--- START OF Selected extract ---

As long as there are lines in the file, the while loop above [1] will be executed. Each line is tokenized with “(“ and “)” as delimiters [2], rather than with white spaces. If there are 2 or 3 tokens defined this way, elementSymbol is set [3] to the first token. Then, the line is tokenized again, this time using white spaces. If there are 7 tokens [5] present and there’s no elementSymbol defined yet, then elementSymbol is set to the first token [6]. Once elementSymbol is equal to “Tv”, the line at [8] is executed, where the index numTranslationVectors is increased at each iteration, eventually writing out-of-bounds as already described in the MSI format.

Note that “Tv” has to be present in each line, since elementSymbol is reset at every iteration. For clarity, these are the two ways for setting elementSymbol:

(Tv(x(x 2 3 4 5 6 or Tv(x(x 2 3 4 5 6 can be used to set it at [3]
Tv 2 3 4 5 6 7 can be used to set it at [6]

CVE-2022-46295 - Gaussian orientation

The Gaussian file format (formats/gaussformat.cpp) parses an input file via ReadMolecule.

    // Translation vectors (if present)
    vector3 translationVectors[3];
    int numTranslationVectors = 0;
    ...
    int i=0;
    bool no_symmetry=false;
    char coords_type[25];

    //Prescan file to find second instance of "orientation:"
    //This will be the kind of coords used in the chk/fchk file
    //Unless the "nosym" keyword has been requested
    while (ifs.getline(buffer,BUFF_SIZE))
      {
        if (strstr(buffer, "Symmetry turned off by external request.") != nullptr)
          {
            // The "nosym" keyword has been requested
            no_symmetry = true;
          }
[1]     if (strstr(buffer, "orientation:") != nullptr)
          {
            i++;
            tokenize (vs, buffer);
            // gotta check what types of orientation are present
[2]         strncpy (coords_type, vs[0].c_str(), 24);
            strcat (coords_type, " orientation:");
          }
        if ((no_symmetry && i==1) || i==2)
           break;
      }
    // Reset end-of-file pointers etc.
[3] ifs.clear();
    ifs.seekg(0);  //rewind

At [1], if the “orientation:” string is present anywhere in the file, coords_type is filled using the first token of the line [2] (it’s expecting a line like “vs0 orientation: …”.
The stream is then reset, restarting the file parsing from the first line of the file [3].

    mol.BeginModify();
    while (ifs.getline(buffer,BUFF_SIZE))
      {
        if(strstr(buffer, "Entering Gaussian") != nullptr)
        ...
[4]     else if (strstr(buffer, coords_type) != nullptr)
          {
            numTranslationVectors = 0; // ignore old translationVectors
[5]         ifs.getline(buffer,BUFF_SIZE);      // ---------------
            ifs.getline(buffer,BUFF_SIZE);      // column headings
            ifs.getline(buffer,BUFF_SIZE);  // column headings
            ifs.getline(buffer,BUFF_SIZE);  // ---------------
            ifs.getline(buffer,BUFF_SIZE);
            tokenize(vs,buffer);
[6]         while (vs.size()>4)

--- END OF Selected extract ---

**Task list**
1) Return everything in the file-parsing excerpt from "[3] ifs.clear();" down to "coords_type) != nullptr)".
2) In the file-parsing excerpt, which function does the Gaussian file format use to parse an input file?
Draw only on the file-parsing excerpt.

--- START OF Record list ---

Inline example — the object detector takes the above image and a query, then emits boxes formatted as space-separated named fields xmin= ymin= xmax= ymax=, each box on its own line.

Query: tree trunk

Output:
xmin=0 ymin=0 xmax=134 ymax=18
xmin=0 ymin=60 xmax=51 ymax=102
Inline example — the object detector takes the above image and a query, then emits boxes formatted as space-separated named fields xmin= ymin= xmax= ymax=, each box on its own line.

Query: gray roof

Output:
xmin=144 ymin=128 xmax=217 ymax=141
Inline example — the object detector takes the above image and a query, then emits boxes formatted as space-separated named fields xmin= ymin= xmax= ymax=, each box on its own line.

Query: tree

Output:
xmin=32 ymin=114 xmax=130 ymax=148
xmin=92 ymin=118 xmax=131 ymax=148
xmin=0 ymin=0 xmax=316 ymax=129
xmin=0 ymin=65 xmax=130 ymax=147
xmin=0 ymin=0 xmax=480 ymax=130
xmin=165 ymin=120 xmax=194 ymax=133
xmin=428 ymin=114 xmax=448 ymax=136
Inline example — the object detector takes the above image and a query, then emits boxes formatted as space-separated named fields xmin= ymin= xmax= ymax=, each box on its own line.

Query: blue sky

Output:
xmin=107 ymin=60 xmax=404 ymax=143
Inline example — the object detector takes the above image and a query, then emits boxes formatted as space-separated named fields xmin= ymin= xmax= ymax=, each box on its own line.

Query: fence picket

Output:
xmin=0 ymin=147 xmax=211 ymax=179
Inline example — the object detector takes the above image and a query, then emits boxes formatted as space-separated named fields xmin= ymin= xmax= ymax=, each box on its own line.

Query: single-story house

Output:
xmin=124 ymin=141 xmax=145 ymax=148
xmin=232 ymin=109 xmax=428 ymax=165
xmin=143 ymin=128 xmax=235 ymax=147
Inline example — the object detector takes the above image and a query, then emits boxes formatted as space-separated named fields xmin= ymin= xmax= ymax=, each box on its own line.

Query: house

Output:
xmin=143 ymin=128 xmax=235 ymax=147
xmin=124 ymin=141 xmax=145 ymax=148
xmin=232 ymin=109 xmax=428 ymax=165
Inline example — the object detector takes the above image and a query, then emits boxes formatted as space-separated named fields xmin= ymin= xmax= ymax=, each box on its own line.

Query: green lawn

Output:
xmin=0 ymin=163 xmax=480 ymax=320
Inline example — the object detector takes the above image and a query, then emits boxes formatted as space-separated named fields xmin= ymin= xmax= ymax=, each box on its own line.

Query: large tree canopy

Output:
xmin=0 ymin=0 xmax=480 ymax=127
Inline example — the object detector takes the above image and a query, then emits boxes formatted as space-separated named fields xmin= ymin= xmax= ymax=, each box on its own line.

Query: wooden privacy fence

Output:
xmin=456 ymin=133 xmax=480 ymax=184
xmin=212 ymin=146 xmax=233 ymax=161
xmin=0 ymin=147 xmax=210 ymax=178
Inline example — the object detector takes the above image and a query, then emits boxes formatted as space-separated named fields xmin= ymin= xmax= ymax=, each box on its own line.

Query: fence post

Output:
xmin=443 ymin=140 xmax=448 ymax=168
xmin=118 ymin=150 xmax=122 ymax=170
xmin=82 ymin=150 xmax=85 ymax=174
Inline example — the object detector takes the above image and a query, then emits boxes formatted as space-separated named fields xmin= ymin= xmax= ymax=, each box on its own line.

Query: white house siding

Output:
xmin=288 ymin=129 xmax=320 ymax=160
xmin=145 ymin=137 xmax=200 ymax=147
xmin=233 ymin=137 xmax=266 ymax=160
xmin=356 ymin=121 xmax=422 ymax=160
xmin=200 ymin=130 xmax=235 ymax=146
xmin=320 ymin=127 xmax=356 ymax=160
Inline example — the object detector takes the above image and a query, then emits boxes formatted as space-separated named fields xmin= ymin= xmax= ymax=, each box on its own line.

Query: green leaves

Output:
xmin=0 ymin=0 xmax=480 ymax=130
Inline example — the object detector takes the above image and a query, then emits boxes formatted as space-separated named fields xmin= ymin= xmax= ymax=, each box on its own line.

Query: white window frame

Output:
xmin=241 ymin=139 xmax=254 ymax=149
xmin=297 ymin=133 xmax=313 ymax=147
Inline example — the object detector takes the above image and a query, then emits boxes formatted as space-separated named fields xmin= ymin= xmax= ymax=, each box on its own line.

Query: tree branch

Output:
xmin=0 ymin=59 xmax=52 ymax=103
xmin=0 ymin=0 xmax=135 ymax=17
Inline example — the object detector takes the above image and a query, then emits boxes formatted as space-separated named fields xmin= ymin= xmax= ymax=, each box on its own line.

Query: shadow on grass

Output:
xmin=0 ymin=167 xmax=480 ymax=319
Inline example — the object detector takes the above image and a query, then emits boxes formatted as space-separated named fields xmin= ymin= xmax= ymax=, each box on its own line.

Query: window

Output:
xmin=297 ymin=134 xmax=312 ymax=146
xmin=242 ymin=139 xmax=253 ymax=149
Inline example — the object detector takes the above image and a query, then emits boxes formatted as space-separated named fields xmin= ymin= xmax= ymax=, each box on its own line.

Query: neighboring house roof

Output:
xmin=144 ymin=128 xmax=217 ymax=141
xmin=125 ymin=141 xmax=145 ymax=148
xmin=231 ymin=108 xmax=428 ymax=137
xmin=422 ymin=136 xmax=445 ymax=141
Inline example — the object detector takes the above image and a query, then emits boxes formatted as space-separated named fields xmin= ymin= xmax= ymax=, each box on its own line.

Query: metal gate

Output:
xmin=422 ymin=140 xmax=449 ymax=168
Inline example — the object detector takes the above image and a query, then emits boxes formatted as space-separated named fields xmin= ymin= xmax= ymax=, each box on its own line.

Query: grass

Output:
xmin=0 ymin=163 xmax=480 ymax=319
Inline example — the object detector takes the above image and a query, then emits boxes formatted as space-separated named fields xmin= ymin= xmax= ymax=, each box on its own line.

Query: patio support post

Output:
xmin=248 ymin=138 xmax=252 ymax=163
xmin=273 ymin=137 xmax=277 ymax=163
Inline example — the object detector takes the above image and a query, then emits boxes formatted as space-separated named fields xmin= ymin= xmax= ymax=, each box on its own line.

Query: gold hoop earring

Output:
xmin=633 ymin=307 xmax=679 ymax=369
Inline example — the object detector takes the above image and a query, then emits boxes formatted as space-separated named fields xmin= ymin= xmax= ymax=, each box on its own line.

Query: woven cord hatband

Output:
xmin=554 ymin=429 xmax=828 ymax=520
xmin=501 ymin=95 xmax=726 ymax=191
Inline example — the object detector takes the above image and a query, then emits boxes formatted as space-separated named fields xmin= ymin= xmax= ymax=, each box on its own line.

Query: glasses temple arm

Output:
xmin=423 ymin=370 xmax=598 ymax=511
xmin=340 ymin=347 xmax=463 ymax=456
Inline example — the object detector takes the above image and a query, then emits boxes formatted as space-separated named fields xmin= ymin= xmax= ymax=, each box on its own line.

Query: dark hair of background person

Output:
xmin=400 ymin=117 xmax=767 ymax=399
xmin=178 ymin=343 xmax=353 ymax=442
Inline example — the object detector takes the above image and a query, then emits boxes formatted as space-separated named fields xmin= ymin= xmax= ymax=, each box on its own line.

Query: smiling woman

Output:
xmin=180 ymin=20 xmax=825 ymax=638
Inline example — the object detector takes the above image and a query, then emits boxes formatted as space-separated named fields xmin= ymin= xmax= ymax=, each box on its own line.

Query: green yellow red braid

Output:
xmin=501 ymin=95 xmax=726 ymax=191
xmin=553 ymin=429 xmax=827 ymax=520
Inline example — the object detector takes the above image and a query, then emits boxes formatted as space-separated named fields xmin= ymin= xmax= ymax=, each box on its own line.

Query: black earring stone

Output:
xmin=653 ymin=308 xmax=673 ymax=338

--- END OF Record list ---

**Outputs by task**
1)
[3] ifs.clear();
    ifs.seekg(0);  //rewind

At [1], if the “orientation:” string is present anywhere in the file, coords_type is filled using the first token of the line [2] (it’s expecting a line like “vs0 orientation: …”.
The stream is then reset, restarting the file parsing from the first line of the file [3].

    mol.BeginModify();
    while (ifs.getline(buffer,BUFF_SIZE))
      {
        if(strstr(buffer, "Entering Gaussian") != nullptr)
        ...
[4]     else if (strstr(buffer, coords_type) != nullptr)

2) ReadMolecule